"""
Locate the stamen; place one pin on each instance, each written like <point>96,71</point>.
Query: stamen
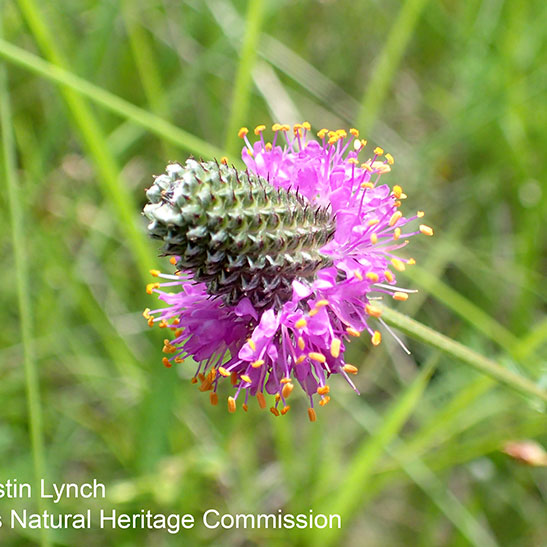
<point>335,347</point>
<point>231,405</point>
<point>301,323</point>
<point>376,338</point>
<point>287,389</point>
<point>315,356</point>
<point>261,400</point>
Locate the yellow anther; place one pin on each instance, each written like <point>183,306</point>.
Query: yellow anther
<point>335,347</point>
<point>350,369</point>
<point>395,217</point>
<point>381,167</point>
<point>168,348</point>
<point>287,389</point>
<point>261,400</point>
<point>376,338</point>
<point>373,311</point>
<point>301,323</point>
<point>426,230</point>
<point>315,356</point>
<point>231,405</point>
<point>151,286</point>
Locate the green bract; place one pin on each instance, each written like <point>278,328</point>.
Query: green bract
<point>236,232</point>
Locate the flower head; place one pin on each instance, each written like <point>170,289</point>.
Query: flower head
<point>278,266</point>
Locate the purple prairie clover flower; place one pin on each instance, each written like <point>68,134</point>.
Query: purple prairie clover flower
<point>277,266</point>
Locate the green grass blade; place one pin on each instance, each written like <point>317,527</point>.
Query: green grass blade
<point>242,91</point>
<point>16,205</point>
<point>435,339</point>
<point>387,62</point>
<point>348,496</point>
<point>111,102</point>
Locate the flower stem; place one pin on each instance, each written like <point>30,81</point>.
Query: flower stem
<point>435,339</point>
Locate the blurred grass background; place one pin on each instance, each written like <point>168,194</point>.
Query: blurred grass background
<point>96,96</point>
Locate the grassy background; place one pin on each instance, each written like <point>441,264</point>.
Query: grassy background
<point>96,96</point>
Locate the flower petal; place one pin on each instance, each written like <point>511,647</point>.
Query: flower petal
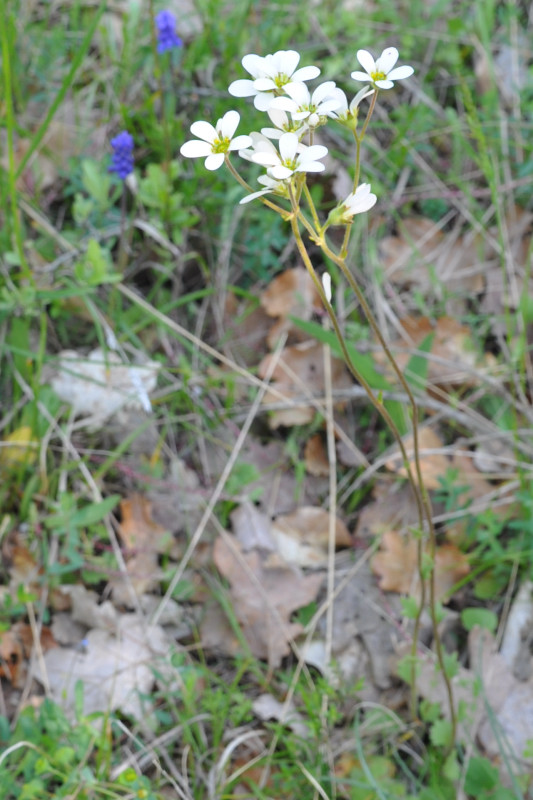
<point>360,76</point>
<point>249,197</point>
<point>265,159</point>
<point>298,92</point>
<point>323,91</point>
<point>361,94</point>
<point>195,149</point>
<point>366,60</point>
<point>283,104</point>
<point>312,166</point>
<point>265,85</point>
<point>214,161</point>
<point>272,133</point>
<point>240,142</point>
<point>288,146</point>
<point>400,73</point>
<point>286,61</point>
<point>280,173</point>
<point>204,130</point>
<point>306,74</point>
<point>313,152</point>
<point>228,124</point>
<point>387,60</point>
<point>263,101</point>
<point>242,88</point>
<point>254,64</point>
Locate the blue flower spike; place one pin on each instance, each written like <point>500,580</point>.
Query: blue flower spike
<point>167,38</point>
<point>122,159</point>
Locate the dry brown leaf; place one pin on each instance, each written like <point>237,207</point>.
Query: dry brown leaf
<point>264,598</point>
<point>396,565</point>
<point>433,465</point>
<point>144,539</point>
<point>252,527</point>
<point>393,507</point>
<point>300,367</point>
<point>315,456</point>
<point>116,668</point>
<point>292,293</point>
<point>303,536</point>
<point>15,649</point>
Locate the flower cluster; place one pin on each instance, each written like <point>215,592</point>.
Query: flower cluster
<point>278,86</point>
<point>122,158</point>
<point>167,38</point>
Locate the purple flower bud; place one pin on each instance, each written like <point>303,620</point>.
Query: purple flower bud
<point>166,31</point>
<point>122,159</point>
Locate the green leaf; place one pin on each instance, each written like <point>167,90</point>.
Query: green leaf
<point>96,182</point>
<point>441,733</point>
<point>418,365</point>
<point>480,775</point>
<point>95,512</point>
<point>409,607</point>
<point>470,617</point>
"""
* _What to produce_
Transcribe the full listing character for character. Pictures are excluded.

* _Finished answer_
Locate the stamen; place one pin on each instance, each written like <point>96,71</point>.
Query: stamen
<point>335,347</point>
<point>231,405</point>
<point>301,323</point>
<point>376,338</point>
<point>287,389</point>
<point>315,356</point>
<point>261,400</point>
Locate the yellow anther; place one pin on each instance, each written like <point>183,306</point>.
Query: yellow anther
<point>335,347</point>
<point>350,369</point>
<point>395,217</point>
<point>381,167</point>
<point>168,348</point>
<point>287,389</point>
<point>261,400</point>
<point>376,338</point>
<point>373,311</point>
<point>301,323</point>
<point>426,230</point>
<point>315,356</point>
<point>231,405</point>
<point>151,286</point>
Locate the green bract; place one pin on each instance, each written like <point>278,328</point>.
Query: green bract
<point>236,232</point>
Locate the flower head; place one pin on each instance, each written like <point>170,289</point>.
Query: flower head
<point>278,266</point>
Locate the purple prairie clover flower; place one pin on each instance, each written like <point>68,134</point>.
Query: purple prairie clover flower
<point>277,266</point>
Locate the green grass blade; place one pin on each instance, each written like <point>317,527</point>.
Query: green grass blade
<point>242,91</point>
<point>16,205</point>
<point>435,339</point>
<point>387,62</point>
<point>348,496</point>
<point>111,102</point>
Locate the flower stem; place one pin on each instance, each written like <point>30,81</point>.
Query: flower stem
<point>435,339</point>
Locate the blurred grass background; place one pin on each instance, each written like <point>168,194</point>.
Query: blurred grass background
<point>96,96</point>
Locate the grassy background; place one pin on each instance, each written like <point>441,264</point>.
Query: grassy background
<point>96,96</point>
Locate the flower petal; place one pin on each instance, each written like <point>511,647</point>.
Query: flower petal
<point>360,76</point>
<point>249,197</point>
<point>265,159</point>
<point>298,92</point>
<point>323,91</point>
<point>361,94</point>
<point>195,149</point>
<point>366,60</point>
<point>283,104</point>
<point>312,166</point>
<point>265,85</point>
<point>214,161</point>
<point>272,133</point>
<point>240,142</point>
<point>288,146</point>
<point>400,73</point>
<point>286,61</point>
<point>280,173</point>
<point>204,130</point>
<point>306,74</point>
<point>313,152</point>
<point>228,124</point>
<point>387,60</point>
<point>263,101</point>
<point>242,88</point>
<point>254,64</point>
Locate the blue flower spike; place one pin on each instance, each written like <point>500,580</point>.
Query: blue flower spike
<point>167,38</point>
<point>122,159</point>
Locate the dry brown leaf; place one pin on each instance, each written like <point>237,207</point>.
Query: dry brown leaf
<point>264,598</point>
<point>396,565</point>
<point>433,465</point>
<point>144,539</point>
<point>252,527</point>
<point>393,507</point>
<point>300,367</point>
<point>315,456</point>
<point>116,668</point>
<point>292,293</point>
<point>303,536</point>
<point>15,649</point>
Locate the flower cluster; place one pin on each instance, each written like <point>215,592</point>.
Query: flower cluster
<point>278,86</point>
<point>122,158</point>
<point>167,38</point>
Locate the purple flower bud; place one pin on each instance, each written like <point>303,620</point>.
Query: purple flower bud
<point>166,31</point>
<point>122,159</point>
Locate the green leaf; place one pin on each instance, each written like <point>167,90</point>.
Query: green leaf
<point>96,182</point>
<point>441,733</point>
<point>418,365</point>
<point>480,775</point>
<point>95,512</point>
<point>409,607</point>
<point>470,617</point>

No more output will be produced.